Work task.
After locating the line with "Within one instance, the" in the entries below, set down exactly that line and each one after it to the end, skipping pictures.
BEGIN
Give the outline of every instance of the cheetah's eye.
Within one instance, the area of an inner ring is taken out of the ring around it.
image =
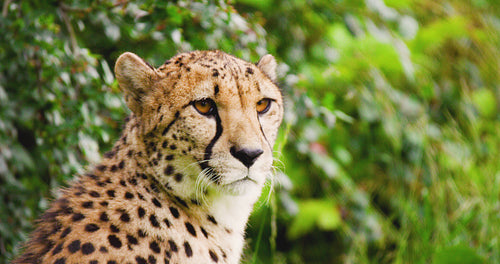
[[[264,98],[257,102],[257,113],[265,114],[271,108],[271,99]]]
[[[211,115],[215,111],[215,103],[211,99],[201,99],[194,101],[194,108],[202,115]]]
END
Problem solution.
Within one instance, the area of an inner ring is taken out of the ring around it.
image =
[[[264,98],[257,102],[257,113],[265,114],[271,108],[271,99]]]
[[[211,115],[215,111],[215,103],[211,99],[201,99],[194,101],[194,108],[202,115]]]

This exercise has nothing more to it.